** Required tasks **
1. In the headlamp law passage, at what minimum distance must the uppermost beam reveal persons and vehicles?
2. Give again the part of the headlamp law passage that opens with "The bold text" and closes with "height of lamps.", and switch "head lamps" to "headlights" throughout that part.
3. Please pick up the headlamp law passage at the point where it stops and carry it forward.

** Source passage **
'''
The bold text refers to a vehicle that may be considered a potential "traffic hazard", like a truck carrying an unusually heavy/oversized load, and how it could warn others using flashing lights.
Oops...I didn't pay a lot of attention to the wording. Through further research:

Section 32-5-242
Requirements as to head lamps and auxiliary driving lamps.
(a) Visibility distance and mounted height of lamps.

(1) Whenever requirement is hereinafter declared as to the distance from which certain lamps and devices shall render objects visible or within which such lamps or devices shall be visible, said provisions shall apply during the times stated in Section 32-5-240 in respect to a vehicle without load when upon a straight, level, unlighted highway under normal atmospheric conditions unless a different time or condition is expressly stated.

(2) Whenever requirement is hereinafter declared as to the mounted height of lamps or devices it shall mean from the center of such lamp or device to the level ground upon which the vehicle stands when such vehicle is without a load.

(b) Multiple-beam road-lighting equipment. Except as hereinafter provided, the head lamps or the auxiliary driving lamp or the auxiliary passing lamp or combination thereof on motor vehicles other than motorcycles or motor-driven cycles shall be so arranged that the driver may select at will between distributions of light projected to different elevations and such lamps may, in addition, be so arranged that such selection can be made automatically, subject to the following limitations:

(1) There shall be an uppermost distribution of light, or composite beam, so aimed and of such intensity as to reveal persons and vehicles at a distance of at least 350 feet ahead for all conditions of loading.

(2) There shall be a lowermost distribution of light, or composite beam so aimed and of sufficient intensity to reveal persons and vehicles at a distance of at least 100 feet ahead; and on a straight level road under any condition of loading none of the high-intensity portion of the beam shall be directed to strike the eyes of an approaching driver.
'''
(Dataset excerpt)
'''
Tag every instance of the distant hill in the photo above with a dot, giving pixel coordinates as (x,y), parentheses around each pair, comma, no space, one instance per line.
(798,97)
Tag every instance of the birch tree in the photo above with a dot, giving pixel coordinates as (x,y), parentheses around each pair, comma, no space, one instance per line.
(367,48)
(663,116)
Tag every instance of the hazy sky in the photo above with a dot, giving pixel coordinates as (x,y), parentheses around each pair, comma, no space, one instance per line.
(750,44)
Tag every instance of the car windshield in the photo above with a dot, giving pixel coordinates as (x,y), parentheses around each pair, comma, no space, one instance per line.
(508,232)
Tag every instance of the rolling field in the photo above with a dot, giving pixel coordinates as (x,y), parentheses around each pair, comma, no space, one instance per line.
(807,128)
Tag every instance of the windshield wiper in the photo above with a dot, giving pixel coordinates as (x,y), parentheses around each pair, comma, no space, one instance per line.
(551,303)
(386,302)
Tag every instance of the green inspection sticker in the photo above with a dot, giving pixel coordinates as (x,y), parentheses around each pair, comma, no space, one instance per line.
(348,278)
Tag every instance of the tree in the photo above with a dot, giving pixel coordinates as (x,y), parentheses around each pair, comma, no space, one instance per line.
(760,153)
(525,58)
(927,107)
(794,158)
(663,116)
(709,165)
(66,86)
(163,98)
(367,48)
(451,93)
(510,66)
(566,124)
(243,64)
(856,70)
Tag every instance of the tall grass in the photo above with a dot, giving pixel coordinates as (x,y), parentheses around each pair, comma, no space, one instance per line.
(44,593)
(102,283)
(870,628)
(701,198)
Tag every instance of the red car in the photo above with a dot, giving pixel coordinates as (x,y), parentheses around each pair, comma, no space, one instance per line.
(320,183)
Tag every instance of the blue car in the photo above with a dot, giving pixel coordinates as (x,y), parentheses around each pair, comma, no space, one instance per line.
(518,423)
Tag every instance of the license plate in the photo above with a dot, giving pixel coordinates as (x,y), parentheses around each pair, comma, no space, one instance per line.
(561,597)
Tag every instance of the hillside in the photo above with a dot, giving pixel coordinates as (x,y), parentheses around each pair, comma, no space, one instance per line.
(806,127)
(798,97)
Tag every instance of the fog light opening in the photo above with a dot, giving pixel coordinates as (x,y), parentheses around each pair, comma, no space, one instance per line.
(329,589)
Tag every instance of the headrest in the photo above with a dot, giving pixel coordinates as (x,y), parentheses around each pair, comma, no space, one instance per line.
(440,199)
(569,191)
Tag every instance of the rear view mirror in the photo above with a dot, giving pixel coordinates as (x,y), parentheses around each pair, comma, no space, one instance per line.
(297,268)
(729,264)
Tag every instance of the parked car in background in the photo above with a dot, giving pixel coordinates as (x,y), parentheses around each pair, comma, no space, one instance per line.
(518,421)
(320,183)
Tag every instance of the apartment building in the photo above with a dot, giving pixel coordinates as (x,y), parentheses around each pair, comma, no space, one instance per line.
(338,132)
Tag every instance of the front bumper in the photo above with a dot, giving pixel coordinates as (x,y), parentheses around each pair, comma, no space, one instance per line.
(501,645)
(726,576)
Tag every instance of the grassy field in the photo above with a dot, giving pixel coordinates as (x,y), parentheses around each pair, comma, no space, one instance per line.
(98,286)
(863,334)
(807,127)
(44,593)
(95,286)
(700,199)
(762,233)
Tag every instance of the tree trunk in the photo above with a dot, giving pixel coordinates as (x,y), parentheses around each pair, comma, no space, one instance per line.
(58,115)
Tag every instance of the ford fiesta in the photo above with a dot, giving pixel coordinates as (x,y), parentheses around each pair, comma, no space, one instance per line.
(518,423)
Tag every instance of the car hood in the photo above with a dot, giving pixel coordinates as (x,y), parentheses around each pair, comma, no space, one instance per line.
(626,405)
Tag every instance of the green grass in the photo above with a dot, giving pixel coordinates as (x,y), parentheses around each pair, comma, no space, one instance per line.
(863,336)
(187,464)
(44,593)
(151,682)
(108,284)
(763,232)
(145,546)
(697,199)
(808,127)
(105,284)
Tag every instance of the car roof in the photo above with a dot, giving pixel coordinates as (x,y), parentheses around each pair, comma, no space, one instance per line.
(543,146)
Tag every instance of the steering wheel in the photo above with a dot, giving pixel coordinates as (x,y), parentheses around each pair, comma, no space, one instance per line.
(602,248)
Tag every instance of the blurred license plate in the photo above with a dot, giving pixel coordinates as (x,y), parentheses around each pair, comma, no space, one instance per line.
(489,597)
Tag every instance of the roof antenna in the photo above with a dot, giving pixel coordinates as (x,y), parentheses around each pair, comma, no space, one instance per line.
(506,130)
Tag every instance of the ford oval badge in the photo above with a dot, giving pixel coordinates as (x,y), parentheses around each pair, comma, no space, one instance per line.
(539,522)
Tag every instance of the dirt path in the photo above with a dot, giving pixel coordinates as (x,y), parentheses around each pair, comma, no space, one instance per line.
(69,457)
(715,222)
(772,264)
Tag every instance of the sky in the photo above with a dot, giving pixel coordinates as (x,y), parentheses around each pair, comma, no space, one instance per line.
'''
** Exercise responses **
1. At least 350 feet ahead, for all conditions of loading.

2.
The bold text refers to a vehicle that may be considered a potential "traffic hazard", like a truck carrying an unusually heavy/oversized load, and how it could warn others using flashing lights.
Oops...I didn't pay a lot of attention to the wording. Through further research:

Section 32-5-242
Requirements as to headlights and auxiliary driving lamps.
(a) Visibility distance and mounted height of lamps.

3.
(3) Every new motor vehicle, other than a motorcycle or motor-driven cycle, registered hereafter in this state, which has multiple-beam road-lighting equipment shall be equipped with a beam indicator, which shall be lighted whenever the uppermost distribution of light from the head lamps is in use, and shall not otherwise be lighted. Said indicator shall be so designed and located that when lighted it will be readily visible without glare to the driver of the vehicle so equipped.

(c) Use of multiple-beam road-lighting equipment. Whenever a motor vehicle is being operated on a roadway or shoulder adjacent thereto during the times specified in subsection (a) of Section 32-5-240 the driver shall use a distribution of light, or composite beam, directed high enough and of sufficient intensity to reveal persons and vehicles at a safe distance in advance of the vehicle, subject to the following requirements and limitations:

(1) Whenever a driver of a vehicle approaches an oncoming vehicle within 500 feet, such driver shall use a distribution of light, or composite beam, so aimed that the glaring rays are not projected into the eyes of the oncoming driver. The lowermost distribution of light or composite beam, specified in subdivision (2) of subsection (b) of this section shall be deemed to avoid glare at all times, regardless of road contour and loading.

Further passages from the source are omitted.